__WHAT IS REQUIRED__:
Please list every line of the items below that contains the word "green".

(Coordinate labeling data)

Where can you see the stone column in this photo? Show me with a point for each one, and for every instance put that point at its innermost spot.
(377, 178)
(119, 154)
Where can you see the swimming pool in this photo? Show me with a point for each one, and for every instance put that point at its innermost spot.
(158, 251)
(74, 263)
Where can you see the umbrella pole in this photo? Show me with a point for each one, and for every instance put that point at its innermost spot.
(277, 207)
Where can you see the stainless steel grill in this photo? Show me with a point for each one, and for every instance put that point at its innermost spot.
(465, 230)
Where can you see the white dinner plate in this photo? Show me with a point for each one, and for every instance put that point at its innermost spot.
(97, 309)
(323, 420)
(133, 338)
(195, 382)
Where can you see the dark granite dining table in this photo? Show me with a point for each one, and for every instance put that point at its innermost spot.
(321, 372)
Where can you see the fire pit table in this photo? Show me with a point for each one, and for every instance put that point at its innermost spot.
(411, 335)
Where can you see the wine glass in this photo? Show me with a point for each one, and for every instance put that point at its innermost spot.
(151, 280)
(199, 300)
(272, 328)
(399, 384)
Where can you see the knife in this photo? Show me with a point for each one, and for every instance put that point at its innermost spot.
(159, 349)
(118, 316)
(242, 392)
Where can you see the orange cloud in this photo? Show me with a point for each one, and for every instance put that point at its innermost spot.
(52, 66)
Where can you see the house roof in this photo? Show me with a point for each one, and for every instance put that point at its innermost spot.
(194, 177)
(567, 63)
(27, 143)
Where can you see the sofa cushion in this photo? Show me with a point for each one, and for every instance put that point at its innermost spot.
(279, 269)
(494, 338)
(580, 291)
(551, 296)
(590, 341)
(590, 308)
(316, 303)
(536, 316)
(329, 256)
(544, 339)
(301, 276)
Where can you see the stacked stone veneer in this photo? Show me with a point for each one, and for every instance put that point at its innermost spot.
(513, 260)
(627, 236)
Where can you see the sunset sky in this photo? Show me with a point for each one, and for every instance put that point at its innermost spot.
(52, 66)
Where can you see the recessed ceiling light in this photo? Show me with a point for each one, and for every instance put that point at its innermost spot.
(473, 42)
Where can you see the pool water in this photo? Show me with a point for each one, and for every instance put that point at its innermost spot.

---

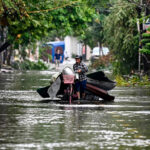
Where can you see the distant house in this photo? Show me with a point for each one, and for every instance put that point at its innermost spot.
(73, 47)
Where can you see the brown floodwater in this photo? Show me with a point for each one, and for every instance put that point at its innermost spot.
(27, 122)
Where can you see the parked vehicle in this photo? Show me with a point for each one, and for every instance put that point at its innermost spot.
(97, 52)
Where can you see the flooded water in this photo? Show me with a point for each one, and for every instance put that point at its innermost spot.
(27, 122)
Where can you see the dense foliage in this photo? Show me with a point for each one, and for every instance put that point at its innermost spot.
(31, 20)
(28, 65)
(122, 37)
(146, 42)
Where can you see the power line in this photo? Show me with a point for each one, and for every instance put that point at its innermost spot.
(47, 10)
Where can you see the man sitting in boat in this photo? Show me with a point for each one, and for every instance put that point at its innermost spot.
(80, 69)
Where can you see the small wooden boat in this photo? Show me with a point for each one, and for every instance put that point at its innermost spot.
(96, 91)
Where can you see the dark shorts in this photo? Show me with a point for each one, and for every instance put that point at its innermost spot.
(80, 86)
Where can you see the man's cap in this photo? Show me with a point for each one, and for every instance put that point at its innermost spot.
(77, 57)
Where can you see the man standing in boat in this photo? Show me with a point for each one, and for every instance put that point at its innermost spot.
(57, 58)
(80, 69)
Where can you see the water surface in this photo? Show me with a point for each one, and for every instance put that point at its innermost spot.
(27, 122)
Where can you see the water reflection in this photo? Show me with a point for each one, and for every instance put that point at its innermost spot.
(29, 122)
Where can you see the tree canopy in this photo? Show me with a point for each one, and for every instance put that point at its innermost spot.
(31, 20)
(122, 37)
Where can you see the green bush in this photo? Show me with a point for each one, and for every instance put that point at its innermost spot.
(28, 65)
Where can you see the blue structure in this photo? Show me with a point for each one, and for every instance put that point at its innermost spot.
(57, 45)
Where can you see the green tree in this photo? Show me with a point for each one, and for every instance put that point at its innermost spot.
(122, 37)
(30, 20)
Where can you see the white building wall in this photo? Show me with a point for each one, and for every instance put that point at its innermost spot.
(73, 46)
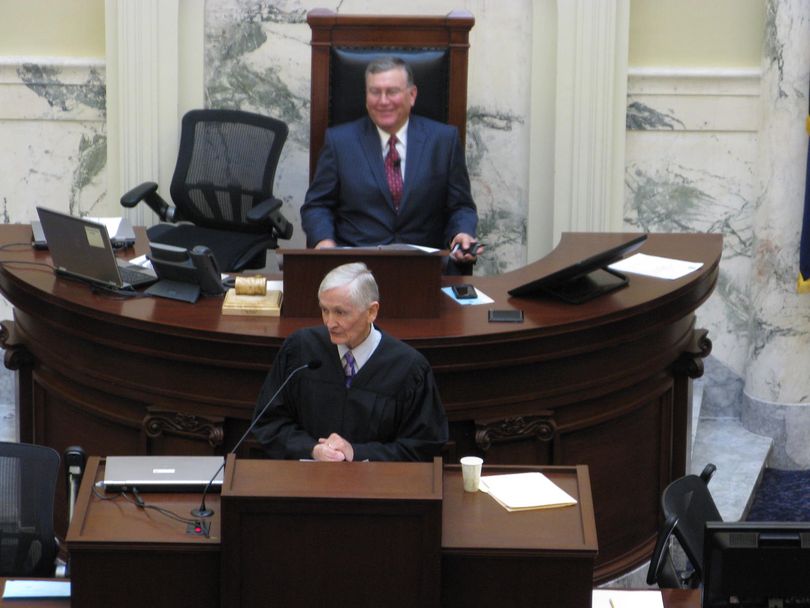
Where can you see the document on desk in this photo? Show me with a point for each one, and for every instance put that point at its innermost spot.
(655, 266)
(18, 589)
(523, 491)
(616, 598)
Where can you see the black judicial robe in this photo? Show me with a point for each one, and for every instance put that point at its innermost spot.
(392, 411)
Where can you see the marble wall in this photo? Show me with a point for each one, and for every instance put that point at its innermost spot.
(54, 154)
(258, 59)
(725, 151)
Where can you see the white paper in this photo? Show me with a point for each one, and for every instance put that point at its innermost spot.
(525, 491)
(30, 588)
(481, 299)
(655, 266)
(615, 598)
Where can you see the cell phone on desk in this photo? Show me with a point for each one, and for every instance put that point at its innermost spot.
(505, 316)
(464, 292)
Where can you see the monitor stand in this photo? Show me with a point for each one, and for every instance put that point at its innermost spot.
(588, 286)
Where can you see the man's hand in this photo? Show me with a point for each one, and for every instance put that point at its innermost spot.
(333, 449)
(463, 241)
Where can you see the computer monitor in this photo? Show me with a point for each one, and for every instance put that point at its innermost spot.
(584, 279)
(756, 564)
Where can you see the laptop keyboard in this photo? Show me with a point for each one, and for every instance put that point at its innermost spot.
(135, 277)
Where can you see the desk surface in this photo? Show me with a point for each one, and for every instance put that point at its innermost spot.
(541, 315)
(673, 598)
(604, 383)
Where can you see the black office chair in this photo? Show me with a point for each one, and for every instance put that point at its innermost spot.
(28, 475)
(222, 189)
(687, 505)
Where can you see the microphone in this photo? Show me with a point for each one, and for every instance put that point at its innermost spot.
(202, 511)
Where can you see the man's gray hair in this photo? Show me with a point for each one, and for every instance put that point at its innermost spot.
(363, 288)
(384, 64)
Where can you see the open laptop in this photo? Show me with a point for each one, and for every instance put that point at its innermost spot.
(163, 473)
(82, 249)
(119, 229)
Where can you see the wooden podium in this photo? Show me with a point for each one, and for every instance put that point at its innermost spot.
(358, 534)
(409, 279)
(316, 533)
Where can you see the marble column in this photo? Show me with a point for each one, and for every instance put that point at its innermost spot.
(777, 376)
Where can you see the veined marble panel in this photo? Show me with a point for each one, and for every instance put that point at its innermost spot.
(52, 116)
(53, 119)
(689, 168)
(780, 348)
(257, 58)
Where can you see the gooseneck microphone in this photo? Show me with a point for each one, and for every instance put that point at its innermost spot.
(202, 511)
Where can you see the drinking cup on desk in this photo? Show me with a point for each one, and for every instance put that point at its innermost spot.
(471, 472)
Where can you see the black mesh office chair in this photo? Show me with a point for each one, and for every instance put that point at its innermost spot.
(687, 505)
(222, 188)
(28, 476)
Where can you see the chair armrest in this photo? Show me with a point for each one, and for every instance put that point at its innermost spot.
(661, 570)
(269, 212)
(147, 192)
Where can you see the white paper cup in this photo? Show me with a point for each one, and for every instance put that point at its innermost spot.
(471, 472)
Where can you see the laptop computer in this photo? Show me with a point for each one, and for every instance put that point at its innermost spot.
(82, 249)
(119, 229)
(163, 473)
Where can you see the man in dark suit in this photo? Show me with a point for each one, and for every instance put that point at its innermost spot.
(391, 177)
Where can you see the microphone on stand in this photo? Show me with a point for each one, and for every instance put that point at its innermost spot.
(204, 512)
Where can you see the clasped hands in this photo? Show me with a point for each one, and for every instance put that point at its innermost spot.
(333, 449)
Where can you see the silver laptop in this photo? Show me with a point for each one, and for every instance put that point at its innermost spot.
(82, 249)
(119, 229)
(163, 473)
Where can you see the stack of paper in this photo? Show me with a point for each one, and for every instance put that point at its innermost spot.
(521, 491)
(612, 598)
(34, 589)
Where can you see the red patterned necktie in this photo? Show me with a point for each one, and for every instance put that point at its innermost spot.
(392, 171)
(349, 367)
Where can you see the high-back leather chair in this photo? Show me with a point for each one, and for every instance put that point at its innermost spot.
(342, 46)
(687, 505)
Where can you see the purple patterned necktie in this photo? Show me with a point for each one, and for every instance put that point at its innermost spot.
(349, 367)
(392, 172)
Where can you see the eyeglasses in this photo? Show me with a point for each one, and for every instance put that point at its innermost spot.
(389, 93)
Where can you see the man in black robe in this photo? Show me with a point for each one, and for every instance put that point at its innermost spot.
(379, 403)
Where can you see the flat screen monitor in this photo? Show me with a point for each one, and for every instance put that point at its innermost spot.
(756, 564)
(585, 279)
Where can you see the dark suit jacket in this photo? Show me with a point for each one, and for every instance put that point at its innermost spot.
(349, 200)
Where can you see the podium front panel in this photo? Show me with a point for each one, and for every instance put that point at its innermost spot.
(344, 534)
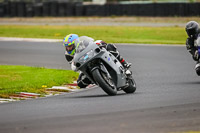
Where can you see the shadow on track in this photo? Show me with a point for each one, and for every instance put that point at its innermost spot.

__RESPONSE FOR THIS EXERCISE__:
Where can you see the green bush in this photo? Show me with a point for each one, and for every instance put that point at its innermost spot.
Where can you see the green tree in this photo? Show me with a point for each one, and for every instance put that point at its innermost spot.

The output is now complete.